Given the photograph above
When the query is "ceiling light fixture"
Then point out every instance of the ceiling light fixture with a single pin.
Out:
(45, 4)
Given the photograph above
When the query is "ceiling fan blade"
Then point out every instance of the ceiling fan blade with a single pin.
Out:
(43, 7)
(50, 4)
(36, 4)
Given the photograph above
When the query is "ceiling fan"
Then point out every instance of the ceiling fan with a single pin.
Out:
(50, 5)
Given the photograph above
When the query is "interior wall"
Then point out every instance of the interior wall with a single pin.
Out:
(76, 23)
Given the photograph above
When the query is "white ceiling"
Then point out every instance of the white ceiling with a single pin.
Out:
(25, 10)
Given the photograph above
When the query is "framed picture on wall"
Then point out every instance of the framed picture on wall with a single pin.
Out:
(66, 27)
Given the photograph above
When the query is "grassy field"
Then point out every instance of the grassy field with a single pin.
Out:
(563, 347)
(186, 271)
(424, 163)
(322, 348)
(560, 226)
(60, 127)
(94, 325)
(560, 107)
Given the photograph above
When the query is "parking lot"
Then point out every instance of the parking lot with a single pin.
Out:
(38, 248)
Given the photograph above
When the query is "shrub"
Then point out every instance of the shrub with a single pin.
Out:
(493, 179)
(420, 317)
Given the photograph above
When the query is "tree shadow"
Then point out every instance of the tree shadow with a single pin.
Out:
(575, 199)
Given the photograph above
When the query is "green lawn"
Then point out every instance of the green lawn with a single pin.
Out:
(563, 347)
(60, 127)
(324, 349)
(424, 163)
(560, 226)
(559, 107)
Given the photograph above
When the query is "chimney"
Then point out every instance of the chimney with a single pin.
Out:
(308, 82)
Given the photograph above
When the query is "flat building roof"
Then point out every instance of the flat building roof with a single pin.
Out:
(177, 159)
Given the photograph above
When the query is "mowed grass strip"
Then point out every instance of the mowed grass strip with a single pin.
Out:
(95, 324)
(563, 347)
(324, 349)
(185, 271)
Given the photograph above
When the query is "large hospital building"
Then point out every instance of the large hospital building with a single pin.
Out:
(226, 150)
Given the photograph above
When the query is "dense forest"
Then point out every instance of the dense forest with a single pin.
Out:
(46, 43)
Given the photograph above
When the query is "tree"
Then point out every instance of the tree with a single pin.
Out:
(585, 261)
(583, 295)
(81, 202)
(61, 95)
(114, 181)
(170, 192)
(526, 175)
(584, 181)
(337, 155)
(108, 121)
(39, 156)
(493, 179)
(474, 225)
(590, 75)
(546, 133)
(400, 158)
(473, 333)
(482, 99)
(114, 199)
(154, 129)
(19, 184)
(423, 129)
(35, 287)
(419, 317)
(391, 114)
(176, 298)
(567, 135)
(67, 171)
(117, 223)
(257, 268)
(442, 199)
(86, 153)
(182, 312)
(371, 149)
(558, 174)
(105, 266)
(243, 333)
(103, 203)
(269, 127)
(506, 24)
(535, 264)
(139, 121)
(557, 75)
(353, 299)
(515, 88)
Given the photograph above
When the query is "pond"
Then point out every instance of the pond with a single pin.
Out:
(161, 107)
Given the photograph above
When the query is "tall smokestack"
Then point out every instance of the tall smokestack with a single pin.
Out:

*PROBLEM TO SOLVE:* The entries above must be returned exactly.

*ANSWER TO THIS TASK:*
Given the photograph above
When the query is "ceiling light fixture"
Then point out every instance of the ceiling light fixture with a single pin.
Out:
(45, 4)
Given the photograph above
When the query is "ceiling fan blade"
Then point out every instance of the ceiling fan blade with a single pin.
Out:
(43, 7)
(50, 4)
(36, 4)
Given the photograph above
When the query is "ceiling fan"
Then point out every instance of the ceiling fan with a single pin.
Out:
(50, 5)
Given the photograph above
When the query is "interior wall"
Then point out every instance of the interior wall with a single pin.
Out:
(76, 23)
Given the photograph above
When the query is "white ceiling"
Then point out every instance of the white ceiling with a single pin.
Out:
(25, 10)
Given the photograph above
When the query is "framed picture on wall"
Then point out every instance of the framed picture on wall with a single pin.
Out:
(66, 27)
Given the photograph above
When the query is "grassy field"
Then point out every instance of the grassy field with a single pin.
Out:
(563, 347)
(186, 271)
(424, 163)
(322, 348)
(560, 226)
(60, 127)
(94, 325)
(560, 107)
Given the photograph above
When the query is "parking lot"
Then point out every instance of the parking lot with a single pin.
Out:
(38, 248)
Given the photograph above
When the query is "shrub"
Then point out every instance of the shrub with a single pin.
Out:
(493, 179)
(420, 317)
Given the photograph above
When the query is "tree shadow"
Then point out every instance of the tree shadow with a single pin.
Out:
(575, 199)
Given the photograph above
When the query is "green lawn"
Then point out every instance of the green lawn with a single pin.
Out:
(563, 347)
(60, 127)
(324, 349)
(424, 163)
(560, 226)
(559, 107)
Given the photograph above
When the query is "chimney"
Then point out every instance of the chimney with a single pin.
Out:
(308, 82)
Given the photograph above
When the query is "flat building roof"
Then point out every instance of the flat building roof with a single pin.
Out:
(177, 159)
Given the photograph above
When the query is "mowed grass strip"
Then point out every instance of the mowed grass strip with a single pin.
Out:
(95, 324)
(563, 347)
(324, 349)
(185, 271)
Given the photograph above
When the query is "large hospital building"
Then point out every instance of the large hospital building with a single pin.
Out:
(226, 150)
Given the photograph above
When the query is "dense forest"
Then point out every instance of the dense forest with a single pin.
Out:
(46, 43)
Given the photograph above
When the query is "tree"
Then point out every instance of the tree with a single pin.
Out:
(585, 261)
(583, 295)
(81, 202)
(61, 95)
(114, 181)
(170, 192)
(526, 175)
(584, 181)
(337, 155)
(108, 121)
(39, 156)
(493, 179)
(474, 225)
(590, 75)
(546, 133)
(400, 158)
(473, 333)
(482, 99)
(114, 199)
(154, 129)
(19, 184)
(423, 129)
(35, 287)
(419, 317)
(391, 114)
(176, 298)
(567, 135)
(67, 171)
(117, 223)
(257, 268)
(442, 199)
(86, 153)
(182, 312)
(371, 149)
(558, 174)
(105, 266)
(243, 333)
(103, 203)
(269, 127)
(506, 24)
(535, 264)
(139, 121)
(557, 75)
(353, 299)
(515, 88)
Given the photograph above
When the query is "pond"
Then point out every instance of the pond with a single pin.
Out:
(161, 107)
Given the photograph above
When the query is "tall smokestack"
Then point out every instance of the tall smokestack with a single pin.
Out:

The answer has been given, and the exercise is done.